■ Exercise directions: Copy down the listing below exactly, please, including every line.

***

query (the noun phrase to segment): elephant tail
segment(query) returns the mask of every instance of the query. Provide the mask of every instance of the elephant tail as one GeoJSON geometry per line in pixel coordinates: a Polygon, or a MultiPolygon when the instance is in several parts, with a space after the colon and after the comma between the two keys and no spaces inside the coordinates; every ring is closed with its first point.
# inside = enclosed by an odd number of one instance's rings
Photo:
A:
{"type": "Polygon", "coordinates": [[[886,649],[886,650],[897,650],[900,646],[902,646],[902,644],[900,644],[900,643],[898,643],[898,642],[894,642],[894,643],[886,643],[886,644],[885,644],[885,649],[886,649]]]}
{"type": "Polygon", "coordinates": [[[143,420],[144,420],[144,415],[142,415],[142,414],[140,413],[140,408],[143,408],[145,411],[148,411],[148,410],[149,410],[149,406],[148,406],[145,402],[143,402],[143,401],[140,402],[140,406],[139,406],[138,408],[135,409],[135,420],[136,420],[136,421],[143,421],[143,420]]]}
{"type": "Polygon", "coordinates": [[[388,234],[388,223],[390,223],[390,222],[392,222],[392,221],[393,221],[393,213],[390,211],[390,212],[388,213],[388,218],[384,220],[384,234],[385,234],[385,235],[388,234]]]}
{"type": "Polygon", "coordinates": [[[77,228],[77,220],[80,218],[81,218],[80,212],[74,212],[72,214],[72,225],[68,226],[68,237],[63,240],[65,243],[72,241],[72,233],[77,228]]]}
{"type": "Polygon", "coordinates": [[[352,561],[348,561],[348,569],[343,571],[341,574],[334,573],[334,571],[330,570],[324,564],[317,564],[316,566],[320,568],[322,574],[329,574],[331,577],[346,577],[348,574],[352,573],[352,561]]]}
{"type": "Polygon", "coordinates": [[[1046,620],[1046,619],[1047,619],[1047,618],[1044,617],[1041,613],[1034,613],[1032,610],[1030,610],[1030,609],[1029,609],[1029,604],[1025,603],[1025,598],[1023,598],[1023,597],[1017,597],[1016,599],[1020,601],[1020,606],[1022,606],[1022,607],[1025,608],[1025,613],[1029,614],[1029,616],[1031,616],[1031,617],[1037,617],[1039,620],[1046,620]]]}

***

■ Response to this exercise:
query (the noun phrase to segment): elephant tail
segment(query) returns the mask of every instance of the query. Provide the mask of every instance of the elephant tail as one GeoJSON geometry per line in pixel coordinates: a Polygon, or a MultiPolygon when the instance is in several parts, with a space after the colon and after the comma between the two keys and no spaces inside the coordinates; every ring is closed with its first point.
# inside = enclosed by an odd number of one instance's rings
Photo:
A:
{"type": "Polygon", "coordinates": [[[886,649],[886,650],[897,650],[900,646],[902,646],[902,644],[900,644],[900,643],[898,643],[898,642],[894,642],[894,643],[886,643],[886,644],[885,644],[885,649],[886,649]]]}
{"type": "Polygon", "coordinates": [[[143,420],[144,420],[144,415],[142,415],[142,414],[140,413],[140,408],[143,408],[145,411],[148,411],[148,410],[149,410],[149,406],[148,406],[145,402],[143,402],[143,401],[140,402],[140,406],[139,406],[138,408],[135,409],[135,420],[136,420],[136,421],[143,421],[143,420]]]}
{"type": "Polygon", "coordinates": [[[388,234],[388,223],[390,223],[390,222],[392,222],[392,221],[393,221],[393,213],[390,211],[390,212],[388,213],[388,218],[384,220],[384,234],[385,234],[385,235],[388,234]]]}
{"type": "Polygon", "coordinates": [[[77,228],[77,220],[80,218],[81,218],[80,212],[74,212],[72,214],[72,225],[68,226],[68,237],[63,240],[65,243],[72,241],[72,233],[77,228]]]}
{"type": "Polygon", "coordinates": [[[352,561],[348,561],[348,569],[343,571],[341,574],[334,573],[334,571],[330,570],[324,564],[317,564],[316,566],[320,568],[322,574],[329,574],[331,577],[346,577],[348,574],[352,573],[352,561]]]}
{"type": "Polygon", "coordinates": [[[1046,620],[1046,619],[1047,619],[1047,618],[1044,617],[1041,613],[1034,613],[1032,610],[1030,610],[1030,609],[1029,609],[1029,604],[1025,603],[1025,598],[1023,598],[1023,597],[1017,597],[1016,599],[1020,601],[1020,606],[1022,606],[1022,607],[1025,608],[1025,613],[1029,614],[1029,616],[1031,616],[1031,617],[1037,617],[1039,620],[1046,620]]]}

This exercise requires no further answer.